→ RECORDS FOR THIS TASK:
——
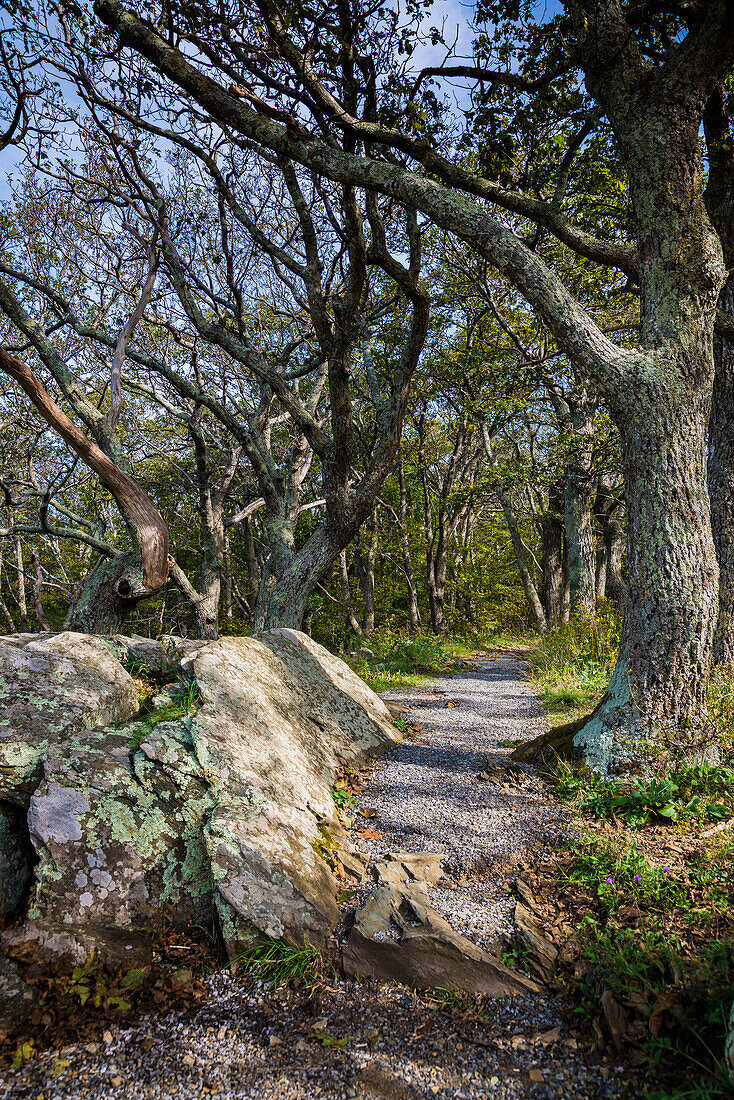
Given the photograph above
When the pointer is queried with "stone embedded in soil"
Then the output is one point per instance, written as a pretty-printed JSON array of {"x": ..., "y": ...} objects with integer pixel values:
[
  {"x": 396, "y": 936},
  {"x": 543, "y": 954},
  {"x": 51, "y": 688}
]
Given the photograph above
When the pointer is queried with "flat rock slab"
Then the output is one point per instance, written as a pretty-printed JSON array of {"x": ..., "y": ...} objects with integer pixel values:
[
  {"x": 396, "y": 936},
  {"x": 455, "y": 791}
]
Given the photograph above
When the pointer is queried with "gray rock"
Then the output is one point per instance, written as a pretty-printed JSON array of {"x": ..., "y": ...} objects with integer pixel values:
[
  {"x": 120, "y": 836},
  {"x": 543, "y": 954},
  {"x": 227, "y": 810},
  {"x": 18, "y": 999},
  {"x": 281, "y": 716},
  {"x": 396, "y": 936},
  {"x": 51, "y": 688}
]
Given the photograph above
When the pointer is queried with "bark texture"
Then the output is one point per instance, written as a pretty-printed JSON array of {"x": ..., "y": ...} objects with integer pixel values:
[{"x": 720, "y": 204}]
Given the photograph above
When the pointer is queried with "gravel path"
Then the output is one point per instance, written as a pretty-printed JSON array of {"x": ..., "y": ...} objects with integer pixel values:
[
  {"x": 429, "y": 794},
  {"x": 365, "y": 1041}
]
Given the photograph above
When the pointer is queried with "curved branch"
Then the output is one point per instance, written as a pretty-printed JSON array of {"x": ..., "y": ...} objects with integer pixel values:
[{"x": 143, "y": 519}]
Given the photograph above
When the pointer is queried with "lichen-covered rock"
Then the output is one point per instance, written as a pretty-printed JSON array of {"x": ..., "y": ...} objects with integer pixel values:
[
  {"x": 227, "y": 810},
  {"x": 18, "y": 999},
  {"x": 120, "y": 837},
  {"x": 281, "y": 715},
  {"x": 51, "y": 686}
]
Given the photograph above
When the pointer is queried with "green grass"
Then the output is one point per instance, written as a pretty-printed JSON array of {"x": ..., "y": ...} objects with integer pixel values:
[
  {"x": 277, "y": 964},
  {"x": 187, "y": 702},
  {"x": 401, "y": 662},
  {"x": 572, "y": 664},
  {"x": 697, "y": 793}
]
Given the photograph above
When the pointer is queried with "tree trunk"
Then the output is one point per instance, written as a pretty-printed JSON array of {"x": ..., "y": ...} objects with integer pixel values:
[
  {"x": 414, "y": 611},
  {"x": 551, "y": 534},
  {"x": 601, "y": 573},
  {"x": 523, "y": 568},
  {"x": 36, "y": 592},
  {"x": 720, "y": 204},
  {"x": 288, "y": 596},
  {"x": 352, "y": 620},
  {"x": 578, "y": 516},
  {"x": 656, "y": 701},
  {"x": 365, "y": 564},
  {"x": 131, "y": 576},
  {"x": 228, "y": 581},
  {"x": 22, "y": 602},
  {"x": 721, "y": 480}
]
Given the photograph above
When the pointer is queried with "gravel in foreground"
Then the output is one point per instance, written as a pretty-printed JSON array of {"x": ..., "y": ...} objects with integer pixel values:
[{"x": 360, "y": 1040}]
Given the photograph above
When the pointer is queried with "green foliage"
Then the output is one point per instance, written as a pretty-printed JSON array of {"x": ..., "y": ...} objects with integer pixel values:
[
  {"x": 701, "y": 792},
  {"x": 401, "y": 662},
  {"x": 277, "y": 964},
  {"x": 654, "y": 971},
  {"x": 572, "y": 664},
  {"x": 620, "y": 876},
  {"x": 186, "y": 702}
]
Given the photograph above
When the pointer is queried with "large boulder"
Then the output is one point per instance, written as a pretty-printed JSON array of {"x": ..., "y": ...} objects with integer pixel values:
[
  {"x": 120, "y": 838},
  {"x": 226, "y": 810},
  {"x": 52, "y": 686},
  {"x": 281, "y": 715}
]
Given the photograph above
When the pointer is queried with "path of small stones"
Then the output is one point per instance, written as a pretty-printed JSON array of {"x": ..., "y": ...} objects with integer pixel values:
[{"x": 249, "y": 1044}]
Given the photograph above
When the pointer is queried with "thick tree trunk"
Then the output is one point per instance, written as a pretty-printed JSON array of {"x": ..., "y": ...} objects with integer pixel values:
[
  {"x": 656, "y": 701},
  {"x": 720, "y": 204},
  {"x": 108, "y": 596},
  {"x": 131, "y": 576},
  {"x": 288, "y": 596},
  {"x": 721, "y": 481},
  {"x": 578, "y": 517}
]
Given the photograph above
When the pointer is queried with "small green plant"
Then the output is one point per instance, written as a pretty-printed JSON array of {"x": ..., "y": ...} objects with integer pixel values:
[
  {"x": 701, "y": 791},
  {"x": 622, "y": 876},
  {"x": 277, "y": 964},
  {"x": 187, "y": 701},
  {"x": 343, "y": 799}
]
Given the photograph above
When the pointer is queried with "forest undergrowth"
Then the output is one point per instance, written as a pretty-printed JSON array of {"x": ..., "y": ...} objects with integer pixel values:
[{"x": 642, "y": 899}]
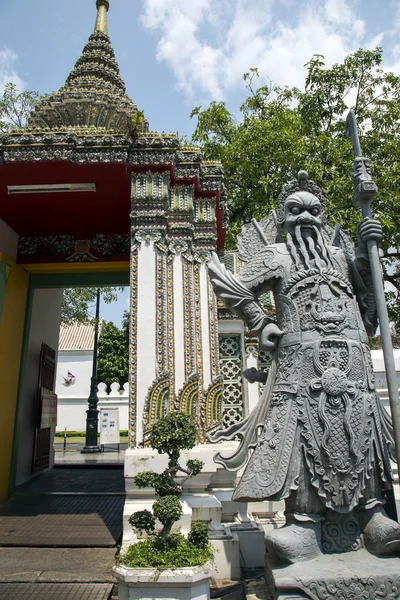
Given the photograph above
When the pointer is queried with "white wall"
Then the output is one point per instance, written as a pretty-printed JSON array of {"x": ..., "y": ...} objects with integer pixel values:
[
  {"x": 45, "y": 327},
  {"x": 8, "y": 241},
  {"x": 80, "y": 363},
  {"x": 72, "y": 411}
]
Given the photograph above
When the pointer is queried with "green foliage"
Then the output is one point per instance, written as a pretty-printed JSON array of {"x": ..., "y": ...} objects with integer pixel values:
[
  {"x": 198, "y": 534},
  {"x": 175, "y": 432},
  {"x": 15, "y": 107},
  {"x": 142, "y": 520},
  {"x": 145, "y": 479},
  {"x": 175, "y": 553},
  {"x": 283, "y": 130},
  {"x": 170, "y": 435},
  {"x": 168, "y": 509},
  {"x": 79, "y": 304},
  {"x": 113, "y": 355}
]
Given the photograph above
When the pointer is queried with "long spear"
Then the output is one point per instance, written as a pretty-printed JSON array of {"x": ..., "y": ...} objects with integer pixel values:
[{"x": 365, "y": 191}]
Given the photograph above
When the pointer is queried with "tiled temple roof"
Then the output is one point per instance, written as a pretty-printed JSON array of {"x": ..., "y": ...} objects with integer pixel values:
[{"x": 78, "y": 336}]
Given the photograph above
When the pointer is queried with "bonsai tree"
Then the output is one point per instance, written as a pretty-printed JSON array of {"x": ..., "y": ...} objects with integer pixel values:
[{"x": 163, "y": 549}]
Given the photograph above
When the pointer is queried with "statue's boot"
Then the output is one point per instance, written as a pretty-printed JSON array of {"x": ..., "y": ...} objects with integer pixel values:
[
  {"x": 381, "y": 534},
  {"x": 298, "y": 540}
]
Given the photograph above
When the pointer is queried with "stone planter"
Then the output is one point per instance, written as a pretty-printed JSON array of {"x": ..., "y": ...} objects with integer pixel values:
[{"x": 188, "y": 583}]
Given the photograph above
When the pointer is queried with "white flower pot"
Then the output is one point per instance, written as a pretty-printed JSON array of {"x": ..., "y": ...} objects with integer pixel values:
[{"x": 188, "y": 583}]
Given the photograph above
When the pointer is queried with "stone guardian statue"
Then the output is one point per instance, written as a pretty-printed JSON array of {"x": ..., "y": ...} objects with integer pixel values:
[{"x": 321, "y": 439}]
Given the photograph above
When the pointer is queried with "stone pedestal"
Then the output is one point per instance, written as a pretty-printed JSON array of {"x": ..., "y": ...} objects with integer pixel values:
[
  {"x": 190, "y": 583},
  {"x": 348, "y": 576},
  {"x": 252, "y": 544},
  {"x": 207, "y": 498}
]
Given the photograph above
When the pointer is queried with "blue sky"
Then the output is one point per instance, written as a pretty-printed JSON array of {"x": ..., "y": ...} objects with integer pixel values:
[{"x": 177, "y": 54}]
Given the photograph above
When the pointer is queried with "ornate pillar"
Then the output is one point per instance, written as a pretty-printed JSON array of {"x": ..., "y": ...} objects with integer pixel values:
[{"x": 174, "y": 362}]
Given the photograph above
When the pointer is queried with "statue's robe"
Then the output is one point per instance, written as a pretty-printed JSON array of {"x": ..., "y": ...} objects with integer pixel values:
[{"x": 324, "y": 419}]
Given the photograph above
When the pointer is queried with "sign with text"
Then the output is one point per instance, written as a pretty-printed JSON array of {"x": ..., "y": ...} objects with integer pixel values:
[
  {"x": 109, "y": 426},
  {"x": 49, "y": 409}
]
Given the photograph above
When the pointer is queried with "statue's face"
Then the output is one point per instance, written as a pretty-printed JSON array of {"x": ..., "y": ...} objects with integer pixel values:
[{"x": 304, "y": 209}]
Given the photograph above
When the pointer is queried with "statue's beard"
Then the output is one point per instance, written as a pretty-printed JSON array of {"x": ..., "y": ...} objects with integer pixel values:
[{"x": 308, "y": 249}]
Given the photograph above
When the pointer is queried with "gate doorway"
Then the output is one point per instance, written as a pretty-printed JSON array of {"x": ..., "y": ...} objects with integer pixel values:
[{"x": 33, "y": 450}]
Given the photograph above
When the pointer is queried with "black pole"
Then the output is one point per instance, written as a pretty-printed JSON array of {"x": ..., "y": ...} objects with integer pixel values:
[{"x": 92, "y": 418}]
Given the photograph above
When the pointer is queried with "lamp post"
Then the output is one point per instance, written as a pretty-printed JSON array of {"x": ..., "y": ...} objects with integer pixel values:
[{"x": 92, "y": 418}]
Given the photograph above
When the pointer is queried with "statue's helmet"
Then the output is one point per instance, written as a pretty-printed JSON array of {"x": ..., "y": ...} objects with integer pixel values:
[{"x": 302, "y": 183}]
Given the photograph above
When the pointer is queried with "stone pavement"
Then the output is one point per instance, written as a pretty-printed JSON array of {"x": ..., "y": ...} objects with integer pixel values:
[
  {"x": 74, "y": 506},
  {"x": 73, "y": 455}
]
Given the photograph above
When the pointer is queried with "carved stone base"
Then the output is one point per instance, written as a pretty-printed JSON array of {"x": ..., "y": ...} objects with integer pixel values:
[{"x": 348, "y": 576}]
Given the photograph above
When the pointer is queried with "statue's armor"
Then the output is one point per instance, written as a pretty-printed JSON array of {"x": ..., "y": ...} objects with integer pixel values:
[{"x": 323, "y": 416}]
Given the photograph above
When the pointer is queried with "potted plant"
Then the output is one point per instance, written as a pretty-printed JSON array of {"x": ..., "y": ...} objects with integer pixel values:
[{"x": 166, "y": 558}]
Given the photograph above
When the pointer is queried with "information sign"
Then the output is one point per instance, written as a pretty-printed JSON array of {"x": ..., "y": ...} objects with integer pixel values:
[
  {"x": 109, "y": 426},
  {"x": 49, "y": 409}
]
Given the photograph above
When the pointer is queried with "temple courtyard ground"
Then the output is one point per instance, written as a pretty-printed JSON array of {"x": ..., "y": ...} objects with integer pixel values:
[{"x": 59, "y": 533}]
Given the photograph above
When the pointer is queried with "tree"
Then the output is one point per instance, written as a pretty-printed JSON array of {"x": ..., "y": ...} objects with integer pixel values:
[
  {"x": 164, "y": 549},
  {"x": 283, "y": 130},
  {"x": 78, "y": 304},
  {"x": 113, "y": 356},
  {"x": 15, "y": 107}
]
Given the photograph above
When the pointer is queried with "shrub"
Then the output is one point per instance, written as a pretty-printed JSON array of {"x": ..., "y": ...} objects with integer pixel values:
[{"x": 163, "y": 549}]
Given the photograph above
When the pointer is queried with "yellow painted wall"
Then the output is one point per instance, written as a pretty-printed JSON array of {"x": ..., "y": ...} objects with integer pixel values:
[{"x": 11, "y": 336}]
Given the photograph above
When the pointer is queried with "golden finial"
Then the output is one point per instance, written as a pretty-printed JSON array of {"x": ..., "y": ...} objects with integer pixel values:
[{"x": 101, "y": 21}]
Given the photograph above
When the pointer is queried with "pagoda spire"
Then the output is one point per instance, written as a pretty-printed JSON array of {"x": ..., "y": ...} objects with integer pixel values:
[
  {"x": 101, "y": 20},
  {"x": 94, "y": 94}
]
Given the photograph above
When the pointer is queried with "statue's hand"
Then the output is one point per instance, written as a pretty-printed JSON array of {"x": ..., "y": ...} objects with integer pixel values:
[
  {"x": 369, "y": 229},
  {"x": 269, "y": 336}
]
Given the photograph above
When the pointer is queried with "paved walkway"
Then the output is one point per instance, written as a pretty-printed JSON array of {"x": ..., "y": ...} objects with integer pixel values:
[
  {"x": 58, "y": 534},
  {"x": 73, "y": 456}
]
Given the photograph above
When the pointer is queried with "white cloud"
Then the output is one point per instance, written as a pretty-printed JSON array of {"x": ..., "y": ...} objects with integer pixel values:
[
  {"x": 209, "y": 44},
  {"x": 8, "y": 73}
]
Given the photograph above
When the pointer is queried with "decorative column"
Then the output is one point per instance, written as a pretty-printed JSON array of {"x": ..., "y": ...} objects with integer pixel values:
[{"x": 173, "y": 331}]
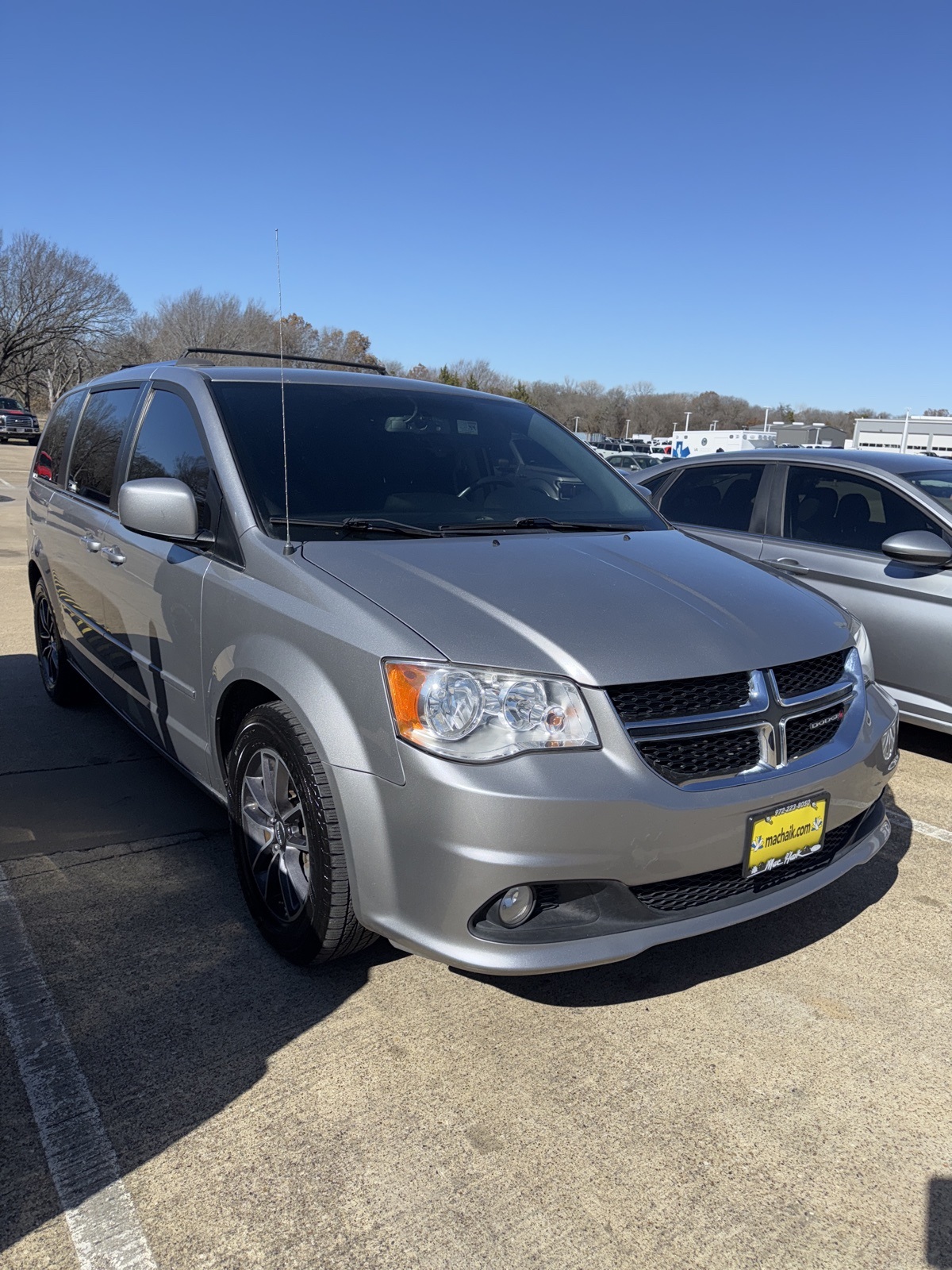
——
→ WHAT THE TASK ASKS: Find every line in the items above that contains the word "white", and copy each such line. Matching is case-sensitive.

→ WRITTEN SOLUTION:
When the pointer is queried with "white wall"
When the pointer is queried with "white flower pot"
When the pointer is queried with "white cloud"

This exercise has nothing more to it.